TASK DETAILS: Reproduce each of the entries below without changing a single character.

MATERIAL SHOWN:
=-=-=-=-=
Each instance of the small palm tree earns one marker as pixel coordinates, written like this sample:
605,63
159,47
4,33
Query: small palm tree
=-=-=-=-=
WRITTEN SOLUTION:
Each instance of the small palm tree earns one marker as pixel coordinates, written like this sample:
605,63
159,47
4,33
Query: small palm tree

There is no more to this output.